EXERCISE DESCRIPTION:
Copy every line below verbatim, omitting the pictures.

GIVEN DATA:

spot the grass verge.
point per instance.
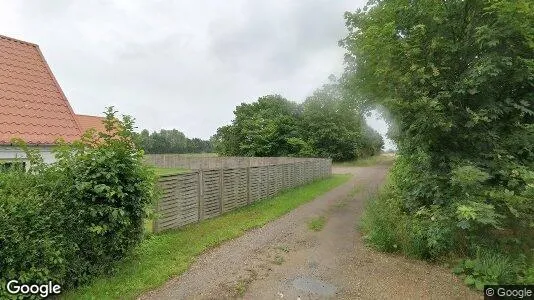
(162, 256)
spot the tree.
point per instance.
(334, 129)
(324, 125)
(457, 78)
(171, 141)
(263, 128)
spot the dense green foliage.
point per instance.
(457, 80)
(76, 218)
(171, 141)
(170, 253)
(323, 126)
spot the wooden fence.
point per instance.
(204, 194)
(218, 162)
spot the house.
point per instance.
(32, 105)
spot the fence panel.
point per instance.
(207, 193)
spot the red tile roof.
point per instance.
(88, 122)
(32, 104)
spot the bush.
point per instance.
(76, 218)
(490, 268)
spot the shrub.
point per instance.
(74, 219)
(490, 267)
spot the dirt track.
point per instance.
(287, 260)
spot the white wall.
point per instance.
(10, 153)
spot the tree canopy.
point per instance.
(323, 126)
(457, 79)
(171, 141)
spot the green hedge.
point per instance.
(75, 218)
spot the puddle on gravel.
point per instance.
(315, 286)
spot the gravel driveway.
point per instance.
(286, 260)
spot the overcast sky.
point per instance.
(183, 64)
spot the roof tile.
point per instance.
(32, 105)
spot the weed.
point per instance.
(317, 224)
(278, 260)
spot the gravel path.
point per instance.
(286, 260)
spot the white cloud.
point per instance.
(182, 64)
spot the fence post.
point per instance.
(155, 220)
(200, 193)
(248, 185)
(221, 185)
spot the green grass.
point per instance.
(383, 159)
(317, 224)
(162, 256)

FINAL ANSWER:
spot the grass verge.
point per instance.
(162, 256)
spot the tree.
point per instance.
(334, 129)
(324, 125)
(457, 78)
(171, 141)
(263, 128)
spot the dense green foliage.
point per instance.
(457, 80)
(76, 218)
(171, 141)
(170, 253)
(323, 126)
spot the wooden fence.
point per instance.
(204, 194)
(218, 162)
spot the house.
point per instance.
(32, 105)
spot the fence panel.
point per instance.
(207, 193)
spot the red tile roof.
point per instance.
(88, 122)
(32, 104)
spot the bush.
point per instance.
(76, 218)
(490, 268)
spot the shrub.
point per instance.
(74, 219)
(490, 267)
spot the dirt track.
point per instance.
(287, 260)
spot the white wall.
point per instance.
(10, 153)
spot the tree canopy.
point per instance.
(323, 126)
(457, 79)
(171, 141)
spot the green hedge.
point per instance.
(75, 218)
spot the puddle on gravel.
point per instance.
(315, 286)
spot the gravel driveway.
point per instance.
(286, 260)
spot the overcast sky.
point per instance.
(183, 64)
spot the roof tile.
point per instance.
(32, 105)
spot the weed.
point per instance.
(317, 224)
(278, 260)
spot the gravel path.
point per instance.
(286, 260)
spot the white cloud.
point per instance.
(182, 64)
spot the fence post.
point per instance.
(155, 220)
(200, 193)
(248, 185)
(221, 185)
spot the green grass.
point per instance.
(383, 159)
(317, 224)
(162, 256)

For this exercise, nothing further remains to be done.